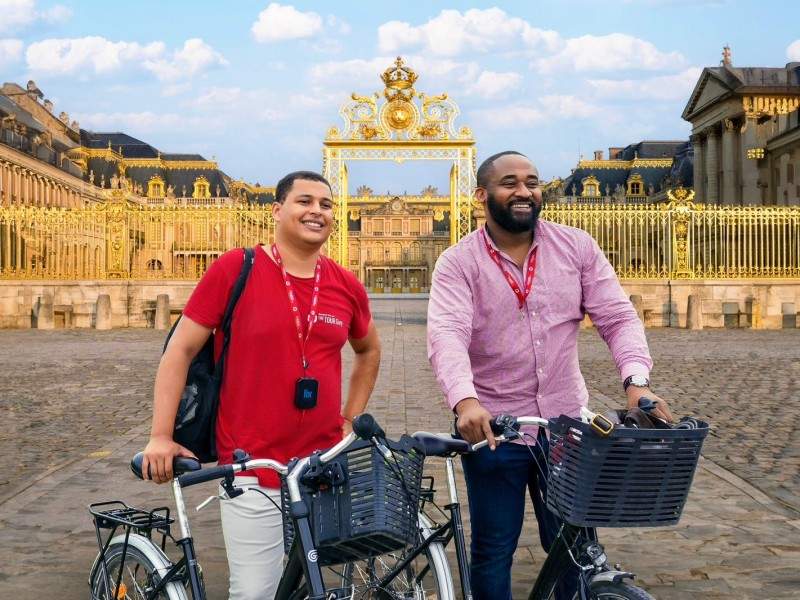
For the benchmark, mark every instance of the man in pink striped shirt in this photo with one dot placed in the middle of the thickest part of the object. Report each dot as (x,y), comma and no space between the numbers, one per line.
(503,317)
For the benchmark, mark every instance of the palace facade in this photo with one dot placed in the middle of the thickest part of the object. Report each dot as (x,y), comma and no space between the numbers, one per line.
(746,134)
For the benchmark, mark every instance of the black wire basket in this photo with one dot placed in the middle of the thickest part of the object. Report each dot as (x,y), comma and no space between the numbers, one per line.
(373,511)
(631,478)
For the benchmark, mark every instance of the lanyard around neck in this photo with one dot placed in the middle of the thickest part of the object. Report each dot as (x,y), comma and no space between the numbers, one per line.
(312,312)
(522,295)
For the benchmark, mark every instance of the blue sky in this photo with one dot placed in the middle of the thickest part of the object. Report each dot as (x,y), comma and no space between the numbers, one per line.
(256,84)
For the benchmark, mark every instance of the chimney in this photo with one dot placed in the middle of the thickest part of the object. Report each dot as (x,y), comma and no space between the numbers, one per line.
(726,56)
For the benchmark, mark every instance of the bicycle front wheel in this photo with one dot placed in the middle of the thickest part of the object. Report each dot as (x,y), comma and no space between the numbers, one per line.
(141,572)
(608,590)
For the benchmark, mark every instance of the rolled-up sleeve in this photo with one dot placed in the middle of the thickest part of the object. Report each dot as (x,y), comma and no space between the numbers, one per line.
(613,314)
(450,311)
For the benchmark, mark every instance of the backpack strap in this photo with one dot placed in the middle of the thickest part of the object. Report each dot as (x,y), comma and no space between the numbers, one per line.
(247,264)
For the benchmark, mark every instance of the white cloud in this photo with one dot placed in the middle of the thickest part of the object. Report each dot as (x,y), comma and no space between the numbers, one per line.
(278,22)
(545,109)
(613,52)
(94,53)
(476,30)
(97,55)
(793,51)
(194,57)
(493,85)
(665,87)
(18,14)
(10,51)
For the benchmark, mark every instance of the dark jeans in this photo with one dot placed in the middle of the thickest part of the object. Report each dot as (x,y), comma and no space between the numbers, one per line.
(496,485)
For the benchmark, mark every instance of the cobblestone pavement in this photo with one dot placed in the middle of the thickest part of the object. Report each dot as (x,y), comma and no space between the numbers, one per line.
(75,407)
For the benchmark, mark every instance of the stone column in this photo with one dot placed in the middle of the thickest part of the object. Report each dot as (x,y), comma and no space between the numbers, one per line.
(729,188)
(751,194)
(699,169)
(103,312)
(712,167)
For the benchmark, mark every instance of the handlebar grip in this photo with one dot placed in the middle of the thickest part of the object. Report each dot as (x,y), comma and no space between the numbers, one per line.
(365,427)
(204,475)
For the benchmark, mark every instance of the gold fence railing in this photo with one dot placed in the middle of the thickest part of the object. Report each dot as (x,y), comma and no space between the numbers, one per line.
(122,239)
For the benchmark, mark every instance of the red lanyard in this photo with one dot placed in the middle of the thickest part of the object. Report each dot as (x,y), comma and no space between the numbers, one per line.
(522,295)
(312,313)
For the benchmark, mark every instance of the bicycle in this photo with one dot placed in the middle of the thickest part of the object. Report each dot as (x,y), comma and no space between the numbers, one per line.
(416,564)
(368,560)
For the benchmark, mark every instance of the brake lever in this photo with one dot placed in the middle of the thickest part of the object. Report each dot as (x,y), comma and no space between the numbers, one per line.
(210,499)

Requirements:
Rewrite all of the material above with "widest" in place of every "thickest", keeping everything else the same and omitting the pictures.

Result:
For the benchmark, mark every instance of the man in pink striped shirt in this photo with one dot placed in the middle of the widest part of the object. Report each dot as (x,y), comma and no space between the numbers, one per line.
(503,317)
For the benchmark, mark every instance of the palace facade in this photo with one dot placed in the middle of the widest part of the object. Report each dot as (x,y), comma and no space between the numbers, one per line.
(746,134)
For the benchmark, mark every instance of the black wire basket in this photo with one dot placed in the middle of the widest part of the object. Report each dot as (x,y), comma and no space between the numbers, one per line.
(373,511)
(631,478)
For the benchmark, mark every instance of the lanyard around neck in this photo with one dot placed in the middle of the widest part of the object. Report each dot as (x,y), comma and no space between the numbers, one per line.
(312,312)
(522,295)
For the benchmark, mark every instance of the blue sky in this photo with one dot placed in the middle of the widest part of the object. Report each dot as (x,y), comma and no space between the numbers, one per line.
(256,84)
For the benchmark, mark every instance of the chimney in this photo with one dot placed in the middle of the widest part of the object. Report each dot as (x,y), comma and no space between the numbers, one per line.
(726,56)
For the benchmark, mark every instance of the bicycle front wheel in this photo with one dot placed in the middle of the widest part of the object. Report each dot as (x,y), comma and no space between the numbers, one per line.
(141,572)
(608,590)
For the benchmark, mark every instance of the rolled-up sleeve in this photo with one dot placed in the middle of the widest part of the object. Report each dot as (x,y), comma and no space between the numbers, one per line.
(613,314)
(450,311)
For the benchmark, mark every instance of the backpack strap in this photo with one dot placed in the middle of the widest part of the object. Report each dot as (x,y), comma and no space between the numbers, one per line.
(247,264)
For the benchmark, mark every instance of the white cloud in this photo with one dot placed in the middle of the widest part of the object. Report each dot as (x,y), comma and no space between the numbers, one per line.
(278,22)
(545,109)
(613,52)
(94,53)
(476,30)
(97,55)
(793,51)
(194,57)
(493,85)
(665,87)
(18,14)
(10,51)
For the benchmark, mark every instance of the dark jeans in this photo with one dot placed in the middle of the widest part of the object. Report each dot as (x,y), comma and no space between the numbers, one per line.
(496,485)
For the benchmark, mark every instance of the cobblestone pavement in this photo with one dot placed in the middle of the widest part of the object. Report each dot as (x,y), comma and no space between the numbers, one per line.
(75,407)
For the benchmark, mark every instance of the stone column in this photo with one dot placed in the middle of the widest part of the object. Report each dot as (x,y), comma and no space between the numbers, one per line.
(729,188)
(751,194)
(699,169)
(103,312)
(712,167)
For the benchmark, mark every instance of the handlebar grip in this photo with one dot placed in the middle of the widest part of the object. Report each dot as (x,y), comma and no space between the numbers, one per line.
(365,427)
(204,475)
For the benchmark, mark every instance of the gold fence railing in this photo with one dot placed in the middle of the widest part of the object. Report each dot as (x,y), comma and no space between the numbers, one per line.
(122,239)
For the benchmark, mark every instance of the red lanyard in this photo with one dot placed in the middle of the widest part of the object. Report each dot as (x,y), comma and no space between the numbers, one per line.
(522,295)
(312,313)
For the benchmark, mark every instance of the bicycle in this photo with one dot placed in the middle of the widest part of the object. Report each dot as (x,y), comma and no space between the numbers, one per line.
(416,564)
(368,560)
For the benchmark, mark every instance of the brake lever in this photo with one dot placed in the middle of the widest part of the object. Report each dot as (x,y), comma and no space between the numbers, one per line.
(210,499)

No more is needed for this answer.